Yet if force majeure drives one closer to the very centre, with its museums, shops and galleries, then August is the worst time to visit Paris.

The Nikon-snappers overrun the place, creating an awful contrast between their vulgar selves and the elegant surroundings. They rush, they shout, they jostle, they munch revolting street food, drink disgusting treacly muck – and they keep on snapping their ‘here’s Shirley and me at the Eiffel Tower’ pictures.

Suddenly one feels that, on balance, one would be better off if Parisians were to reclaim Paris from the stampeding herds. The city would be better off too, more harmonious, more organic, more of a piece.

Yesterday was wet, with gusts of wind driving burger wrappers along the pavements and us into the Louvre, where one can be aesthetically elevated and, more important on a day like that, dry.

Picture-snapping grex venalium were all there, at least a million of them, though that number might have been an optical illusion. However, since perception is the ultimate reality, if Plato is to be believed, I insist on my off-the-top head count.

Suddenly we found ourselves in a maelstrom of humanity, or whatever passes for it at times. They were running through the Louvre’s 60,600 square metres at an Olympic speed, bumping into one another and, more annoying, us.

Few were looking at the paintings, most were photographing them with their mobile phones. To personalise the images, they’d place their polyester-clad wives and overfed children next to Géricault’s lively scenes and Ingres’s lifeless portraits.

It took us 10 minutes to elbow our way (in my case literally; in my wife’s case figuratively) anywhere near the two Vermeers besieged by Japanese visitors. Those in the front row of the art lovers were shooting snaps point-blank, those behind them were holding their mobiles above their heads.

I doubt this is the best way of capturing the master’s subtlety, but that’s not what the descendants of the samurai were after. Their sole aim seemed to be keeping those who can appreciate such matters as far from the canvases as possible.

Until recently photography was banned in the Louvre because flashes damage the paintings. However, democracy, with all its technological advances, trumped elitism yet again.

The advent of miniature mobile phones with built-in cameras has made a museum the size of the Louvre almost impossible to police. The CRS riot busters at full strength could possibly do it, but they’re otherwise engaged containing crowds of Muslims screaming ‘gas Jews’ and trying to do to Paris what Nero allegedly did to Rome.

> TASK BRIEF
Write the next few paragraphs of the piece above about August crowds in Paris and the Louvre, starting after its final sentence and keeping its voice.

> RECORDED DATA

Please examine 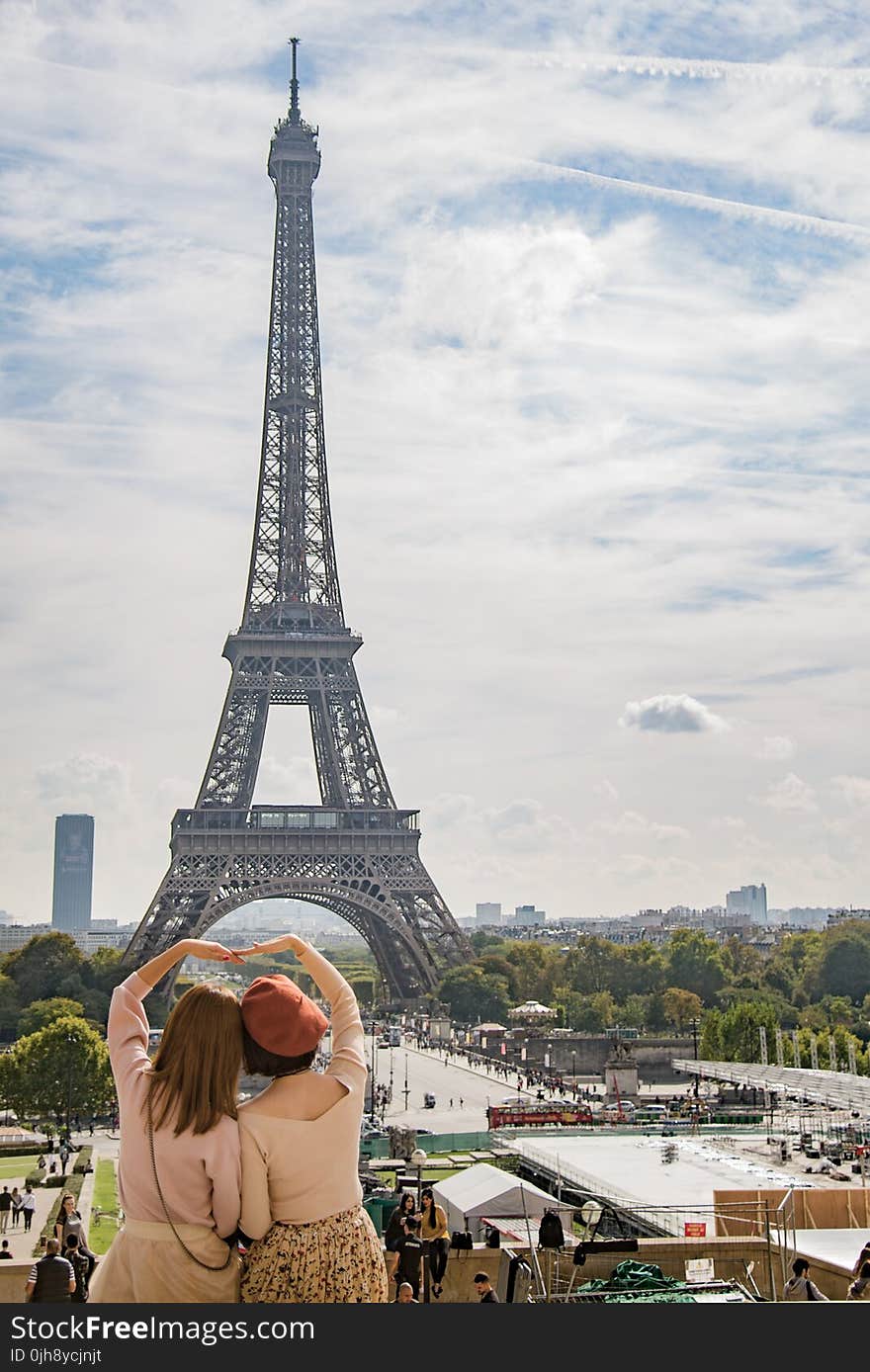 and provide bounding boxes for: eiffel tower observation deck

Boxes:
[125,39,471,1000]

==

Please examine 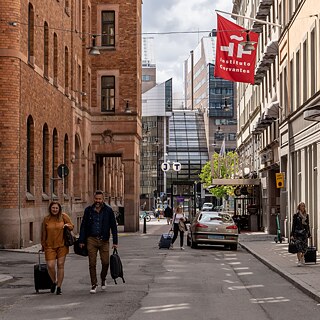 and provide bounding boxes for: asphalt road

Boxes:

---

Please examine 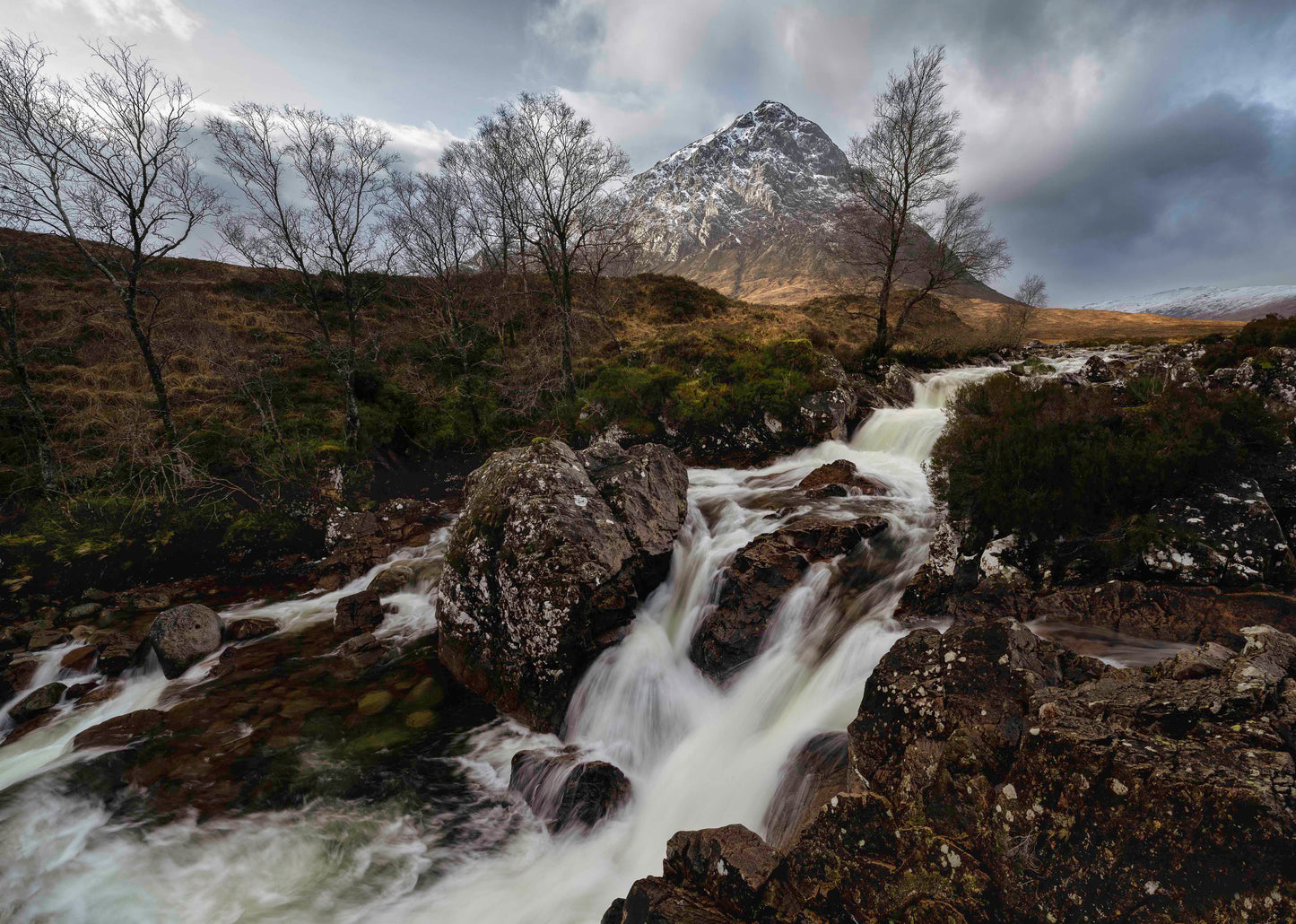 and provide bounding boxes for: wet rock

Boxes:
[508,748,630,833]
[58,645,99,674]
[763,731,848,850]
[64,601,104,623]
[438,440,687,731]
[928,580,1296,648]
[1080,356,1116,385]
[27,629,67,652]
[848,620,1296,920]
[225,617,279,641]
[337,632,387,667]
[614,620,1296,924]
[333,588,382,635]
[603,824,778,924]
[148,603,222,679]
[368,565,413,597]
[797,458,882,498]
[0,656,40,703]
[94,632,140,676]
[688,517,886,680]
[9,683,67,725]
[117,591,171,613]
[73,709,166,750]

> ANSWER SECTION
Venus de Milo was densely surrounded by photography buffs, but one can step 10 yards away and still see the sculpture well, provided one isn’t trampled by the tourists procuring evidence that they actually did go to Paris.

The Mona Lisa demands a closer proximity, something that can’t be secured without the benefit of fully automatic weapons, and I didn’t have one on me. Hence we didn’t even try to see the painting, with my wife, a much kinder person than me, commenting “It’s hard to love the human race in a place like this.”

After a while we decided that, on balance, rain would be a lesser irritant and left. The rain had stopped though, as if God had approved our choice. A short cab ride later we left the hideous Pyramid far behind, sat down on a bench at Luxembourg and watched tennis players sliding all over the still damp courts.

How does one restrict attendance of great museums only to those aware of the difference between chiaroscuro and Kim Kardashian?

(For those who don’t know who Kim is, she’s some sort of celebrity whose attainments exclusively consist of extra-human endowment in what Americans call T&A, and they don’t mean the Territorial Army. Kim could have made a perfect model for Rubens, whose idea of beauty was a combination of porcine physique  and bovine expression.)

The Ebola pandemic may solve this problem by restricting air travel, but one has to be evil to wish for that. Barring such cataclysms, I’m afraid this is a game long since lost.

At least the next time we go to Paris most of the tourists will have gone back to their prole heavens, and the Parisians will be back. Popular misapprehensions notwithstanding, they aren’t at all rude if one speaks their language – even as badly as I do.